EXERCISE OBJECTIVE:
Restate every entry word for word.

• • •

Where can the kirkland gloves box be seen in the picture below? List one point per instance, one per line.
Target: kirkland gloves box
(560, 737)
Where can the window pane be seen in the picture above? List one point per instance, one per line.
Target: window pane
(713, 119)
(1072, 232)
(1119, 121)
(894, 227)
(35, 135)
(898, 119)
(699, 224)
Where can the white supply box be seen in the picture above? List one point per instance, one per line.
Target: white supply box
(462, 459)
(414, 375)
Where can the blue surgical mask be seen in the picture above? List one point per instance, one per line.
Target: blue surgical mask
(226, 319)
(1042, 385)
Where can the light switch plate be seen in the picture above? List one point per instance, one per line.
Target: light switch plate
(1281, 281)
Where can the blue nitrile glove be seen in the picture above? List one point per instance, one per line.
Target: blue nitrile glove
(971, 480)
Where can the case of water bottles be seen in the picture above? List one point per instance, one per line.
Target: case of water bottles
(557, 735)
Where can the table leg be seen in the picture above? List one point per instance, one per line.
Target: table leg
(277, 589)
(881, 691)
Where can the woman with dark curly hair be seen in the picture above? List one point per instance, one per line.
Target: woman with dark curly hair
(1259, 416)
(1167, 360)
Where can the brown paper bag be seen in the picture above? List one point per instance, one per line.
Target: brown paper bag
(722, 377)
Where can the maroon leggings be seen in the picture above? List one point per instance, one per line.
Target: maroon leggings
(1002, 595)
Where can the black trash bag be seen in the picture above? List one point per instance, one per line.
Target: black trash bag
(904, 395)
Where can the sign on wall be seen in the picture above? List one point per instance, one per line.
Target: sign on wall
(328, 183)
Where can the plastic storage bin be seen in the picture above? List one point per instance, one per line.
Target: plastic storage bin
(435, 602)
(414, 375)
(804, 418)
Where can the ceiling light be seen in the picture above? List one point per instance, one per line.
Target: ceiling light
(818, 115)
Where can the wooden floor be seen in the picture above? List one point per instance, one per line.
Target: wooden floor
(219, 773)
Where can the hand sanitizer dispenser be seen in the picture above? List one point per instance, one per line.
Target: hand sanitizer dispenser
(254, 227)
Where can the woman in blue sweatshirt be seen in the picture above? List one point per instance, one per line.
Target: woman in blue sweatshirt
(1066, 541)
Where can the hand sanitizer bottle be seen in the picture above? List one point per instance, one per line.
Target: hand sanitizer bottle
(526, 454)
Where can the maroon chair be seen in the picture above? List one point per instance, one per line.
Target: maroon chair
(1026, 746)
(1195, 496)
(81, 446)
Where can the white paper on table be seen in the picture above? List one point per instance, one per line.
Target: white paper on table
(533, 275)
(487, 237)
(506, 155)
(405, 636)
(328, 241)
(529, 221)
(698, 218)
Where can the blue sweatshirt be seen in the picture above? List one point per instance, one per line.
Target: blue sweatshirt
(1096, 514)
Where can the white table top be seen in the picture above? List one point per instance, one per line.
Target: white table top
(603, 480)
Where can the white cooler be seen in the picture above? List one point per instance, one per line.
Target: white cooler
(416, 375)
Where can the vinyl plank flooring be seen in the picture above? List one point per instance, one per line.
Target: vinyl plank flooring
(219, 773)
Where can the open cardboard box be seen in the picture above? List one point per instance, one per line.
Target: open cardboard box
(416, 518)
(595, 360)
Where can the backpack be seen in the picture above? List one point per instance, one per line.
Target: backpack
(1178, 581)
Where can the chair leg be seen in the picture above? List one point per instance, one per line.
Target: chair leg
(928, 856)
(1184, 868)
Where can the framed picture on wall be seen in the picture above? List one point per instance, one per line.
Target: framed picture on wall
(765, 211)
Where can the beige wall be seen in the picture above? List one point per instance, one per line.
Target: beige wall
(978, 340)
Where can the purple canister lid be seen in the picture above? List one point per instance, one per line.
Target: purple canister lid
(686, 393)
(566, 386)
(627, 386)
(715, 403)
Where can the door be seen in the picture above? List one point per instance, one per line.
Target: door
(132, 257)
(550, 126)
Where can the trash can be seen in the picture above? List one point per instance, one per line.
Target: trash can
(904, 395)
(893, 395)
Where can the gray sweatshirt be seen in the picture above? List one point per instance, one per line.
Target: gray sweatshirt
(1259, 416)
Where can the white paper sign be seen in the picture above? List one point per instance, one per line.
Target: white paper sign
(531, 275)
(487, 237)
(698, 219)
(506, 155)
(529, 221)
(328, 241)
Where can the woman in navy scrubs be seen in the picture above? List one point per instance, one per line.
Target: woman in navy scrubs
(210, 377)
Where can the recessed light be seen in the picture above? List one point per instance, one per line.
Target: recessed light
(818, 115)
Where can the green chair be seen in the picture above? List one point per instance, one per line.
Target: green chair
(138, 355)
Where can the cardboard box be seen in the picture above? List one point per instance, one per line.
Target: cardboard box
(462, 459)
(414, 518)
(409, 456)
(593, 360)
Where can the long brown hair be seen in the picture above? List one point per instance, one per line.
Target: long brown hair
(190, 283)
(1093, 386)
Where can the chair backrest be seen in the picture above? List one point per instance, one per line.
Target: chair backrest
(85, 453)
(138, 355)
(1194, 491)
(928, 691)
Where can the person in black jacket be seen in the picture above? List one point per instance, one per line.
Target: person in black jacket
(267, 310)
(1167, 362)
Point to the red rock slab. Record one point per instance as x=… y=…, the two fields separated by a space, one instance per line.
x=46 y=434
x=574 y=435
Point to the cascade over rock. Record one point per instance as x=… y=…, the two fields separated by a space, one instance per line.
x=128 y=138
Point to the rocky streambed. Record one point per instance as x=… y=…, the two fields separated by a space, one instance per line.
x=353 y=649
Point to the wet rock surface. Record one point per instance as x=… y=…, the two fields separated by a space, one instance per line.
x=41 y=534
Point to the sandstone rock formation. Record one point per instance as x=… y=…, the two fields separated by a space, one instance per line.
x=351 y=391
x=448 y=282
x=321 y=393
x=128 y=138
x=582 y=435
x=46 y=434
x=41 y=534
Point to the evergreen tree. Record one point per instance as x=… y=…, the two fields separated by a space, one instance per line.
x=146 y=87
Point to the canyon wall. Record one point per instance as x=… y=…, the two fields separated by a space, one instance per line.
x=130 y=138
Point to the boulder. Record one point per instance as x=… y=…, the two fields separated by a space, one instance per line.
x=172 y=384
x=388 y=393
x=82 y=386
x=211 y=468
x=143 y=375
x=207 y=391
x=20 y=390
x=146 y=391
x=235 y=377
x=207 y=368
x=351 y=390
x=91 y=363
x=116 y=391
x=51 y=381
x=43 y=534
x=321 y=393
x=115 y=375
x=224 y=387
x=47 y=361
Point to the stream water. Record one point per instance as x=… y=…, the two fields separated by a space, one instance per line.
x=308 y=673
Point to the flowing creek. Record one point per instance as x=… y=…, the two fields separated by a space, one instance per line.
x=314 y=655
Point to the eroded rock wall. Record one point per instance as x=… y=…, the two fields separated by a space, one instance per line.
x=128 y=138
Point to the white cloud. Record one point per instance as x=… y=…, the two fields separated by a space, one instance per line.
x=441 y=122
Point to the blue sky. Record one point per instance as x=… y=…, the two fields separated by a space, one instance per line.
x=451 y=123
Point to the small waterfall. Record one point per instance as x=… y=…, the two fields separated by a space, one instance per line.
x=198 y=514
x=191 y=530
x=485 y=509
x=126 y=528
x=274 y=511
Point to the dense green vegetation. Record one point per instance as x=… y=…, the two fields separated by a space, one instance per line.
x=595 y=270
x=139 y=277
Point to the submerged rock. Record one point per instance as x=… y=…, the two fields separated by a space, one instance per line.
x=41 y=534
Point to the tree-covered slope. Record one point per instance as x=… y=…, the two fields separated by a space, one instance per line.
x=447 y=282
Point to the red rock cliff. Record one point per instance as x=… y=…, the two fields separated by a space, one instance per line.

• • •

WRITTEN RESPONSE:
Where can the kirkland gloves box be seen in the picture below? List one point per instance, one per line.
Target: kirkland gloves box
(560, 737)
Where can the window pane be seen in the picture above? List one point per instance, one per line.
Target: window pane
(713, 119)
(1072, 232)
(1119, 121)
(894, 227)
(35, 135)
(898, 119)
(699, 224)
Where can the white supply box be seen in the picture above? List one point per instance, one per line.
Target: white supply box
(462, 459)
(414, 375)
Where can the blue surgical mask be seen in the picture above? List one point per instance, one per line.
Target: blue surgical mask
(226, 319)
(1042, 385)
Where can the light switch plate be seen in the picture above? List one point per instance, one per line.
Target: light switch plate
(1281, 281)
Where can the blue nitrile glove be seen in the picture above? List one point per instance, one per line.
Target: blue nitrile glove
(971, 480)
Where can the case of water bottles be seen in the picture above? List one point per instance, one per line.
Target: case of water bottles
(557, 735)
Where can the table leg be seen in the picture above? List one point per instance, one per line.
Target: table leg
(277, 589)
(881, 691)
Where can the woman with dark curly hair be seen in the picture above? List one point per instance, one per line.
Target: woman with dark curly hair
(1259, 416)
(1167, 360)
Where can the brown paper bag be seen in the picture above? List one point per instance, one per line.
Target: brown paper bag
(722, 377)
Where can the maroon leggings be seen in the picture above? List one point per instance, one per line.
Target: maroon leggings
(1002, 595)
Where can the black trash bag be seen in the picture above? List one point per instance, one per line.
Target: black trash bag
(904, 395)
Where can the sign on wall be seen in the picture above? List one point per instance, one per line.
Target: sign on wall
(328, 183)
Where can the plastic storage bin be seen in the picture above? List one point per instance, one per line.
Target: plastic storage bin
(435, 602)
(414, 375)
(804, 418)
Where can the ceiling light be seen in the picture above? List one point per instance, one per line.
Target: ceiling light
(818, 115)
Where can the wooden floor be seen in the picture above? List one point per instance, one per line.
Target: wooden floor
(219, 773)
Where can the hand sanitizer dispenser be seen in the picture above? List one point per instance, one per line.
Target: hand sanitizer dispenser
(254, 227)
Where can the woman in blue sweatshirt be seen in the picture above? List one point per instance, one per line.
Target: woman in blue sweatshirt
(1066, 541)
Where can the hand sanitizer bottle be seen in the picture above? List one point per instance, one per line.
Target: hand sanitizer bottle
(526, 454)
Where can the maroon chair be seen in the picture above? List one point per instance, one per line.
Target: maroon chair
(1026, 746)
(1195, 496)
(81, 446)
Where can the white paper on table be seen in the picture above? List one point per instance, one per line.
Target: white paper on table
(533, 275)
(487, 237)
(506, 155)
(405, 636)
(328, 241)
(529, 221)
(698, 218)
Where can the blue sweatshirt be seen in the picture above? List one point per instance, one per line.
Target: blue sweatshirt
(1096, 514)
Where can the white table top be seen in the picture above? List one point per instance, one per line.
Target: white table top
(603, 480)
Where can the white cooler be seen in the picture above? List one point per instance, one per line.
Target: white cooler
(416, 375)
Where can the vinyl plank flooring be seen in the picture above? List one point per instance, one per line.
Target: vinyl plank flooring
(219, 773)
Where can the open cardboard box be seen in the picture above? List one point per instance, one per line.
Target: open cardboard box
(416, 518)
(595, 360)
Where can the backpack be seen in the picture above? List one point per instance, one per line.
Target: backpack
(1178, 581)
Where can the chair leg be seen in the picture above? List one point per instance, one per line.
Target: chair leg
(928, 856)
(1184, 868)
Where can the framed picture on wall be seen in the picture above? List one point per instance, one per line.
Target: framed picture on wall
(765, 211)
Where can the beige wall be seen in the picture above? List one point per instance, one per line.
Target: beige wall
(978, 340)
Where can the purple canister lid be seen in the picture above? List one point per instance, one per line.
Target: purple canister lid
(686, 393)
(566, 386)
(627, 386)
(715, 403)
Where can the door be seen in the picture above? List one point per instance, one per line.
Target: door
(132, 257)
(550, 126)
Where can the trash can be seen in the picture above? List one point per instance, one per line.
Target: trash can
(904, 395)
(893, 395)
Where can the gray sweatshirt be seen in the picture above? List one point per instance, one per line.
Target: gray sweatshirt
(1259, 416)
Where can the white paper sign be seen in the picture above? List one point per instance, one per line.
Target: white paper sign
(531, 275)
(487, 237)
(698, 219)
(506, 155)
(529, 221)
(328, 241)
Where can the woman in navy scrubs be seen in the picture above? List one point per instance, one per line.
Target: woman in navy scrubs
(210, 377)
Where can the recessed light be seen in the picture above? List one point per instance, one per line.
Target: recessed light
(818, 115)
Where can the green chair be seen in the picture above? List one point per instance, one per line.
Target: green chair
(138, 355)
Where can the cardboard box be seen in the picture above? List one point per instance, one per line.
Target: cardboard box
(462, 459)
(414, 518)
(409, 456)
(593, 360)
Where can the long brown hair be seen in the picture above? List one point per instance, one per line.
Target: long brown hair
(190, 283)
(1093, 386)
Where can the chair backrest be seen in the picture above? List one point per instance, one per line.
Target: chair backrest
(85, 453)
(138, 355)
(1194, 491)
(928, 691)
Where can the person in black jacket be seen in the picture above? List one point per instance, one per line.
Target: person in black jacket
(267, 310)
(1167, 362)
Point to the red rock slab. Record one point per instance as x=… y=…, the two fields separated by a space, one instance per line.
x=46 y=434
x=574 y=435
Point to the cascade over rock. Record one point per instance as x=… y=…, the two fields separated by a space, one instance per line.
x=128 y=138
Point to the rocky streambed. Record one point per instance as x=… y=…, the two fields separated by a space, one instance per line.
x=353 y=649
Point to the wet rock surface. Record one point per instance as x=… y=…, the two fields separated by a space, one instance per line.
x=41 y=534
Point to the sandstone rock formation. Record one point per instance as x=… y=…, the two fields separated by a space, one instance per line.
x=351 y=391
x=448 y=282
x=321 y=393
x=128 y=138
x=582 y=435
x=46 y=434
x=41 y=534
Point to the evergreen tree. Record one point per instance as x=… y=…, the two fields separated by a space, one instance per line.
x=146 y=87
Point to the canyon wall. Record one point per instance as x=… y=…, the two fields separated by a space, one instance per line.
x=130 y=138
Point to the boulder. Record one point per instance as x=… y=…, the two fields separated by a space, one instance per line.
x=172 y=384
x=388 y=393
x=82 y=386
x=211 y=468
x=143 y=375
x=207 y=391
x=20 y=390
x=146 y=391
x=235 y=377
x=207 y=368
x=351 y=390
x=91 y=363
x=116 y=391
x=51 y=381
x=43 y=534
x=321 y=393
x=115 y=375
x=224 y=387
x=47 y=361
Point to the stream water. Record one point per instance as x=… y=…, the two fields separated by a space, one instance per line.
x=308 y=673
Point to the flowing creek. Record one point per instance as x=… y=…, the two fields separated by a space, one instance per line.
x=314 y=655
Point to the eroded rock wall. Record one point per instance as x=… y=…, the two fields separated by a space, one instance per line.
x=128 y=138
Point to the white cloud. Record one point per instance as x=… y=…, the two fields separated by a space, one instance per line.
x=441 y=122
Point to the blue sky. Record one point per instance as x=… y=…, the two fields separated by a space, one instance per line.
x=451 y=123
Point to the small waterfall. Record one point per instance as x=… y=…, the two fields separated by a space, one instance per line.
x=198 y=514
x=191 y=530
x=485 y=509
x=126 y=528
x=274 y=511
Point to the dense green vegetation. Record one point per instance as x=… y=…, the two fields separated by a space, one instance per line.
x=595 y=270
x=139 y=277
Point to the submerged rock. Record one point per instance as x=… y=…, the two fields separated by a space, one instance per line.
x=41 y=534
Point to the tree-covered slope. Record one point per instance as x=… y=…, the two fields separated by a space, one instance per line.
x=447 y=282
Point to the red rock cliff. Record one point per instance as x=… y=…, the two fields separated by a space, one instance per line.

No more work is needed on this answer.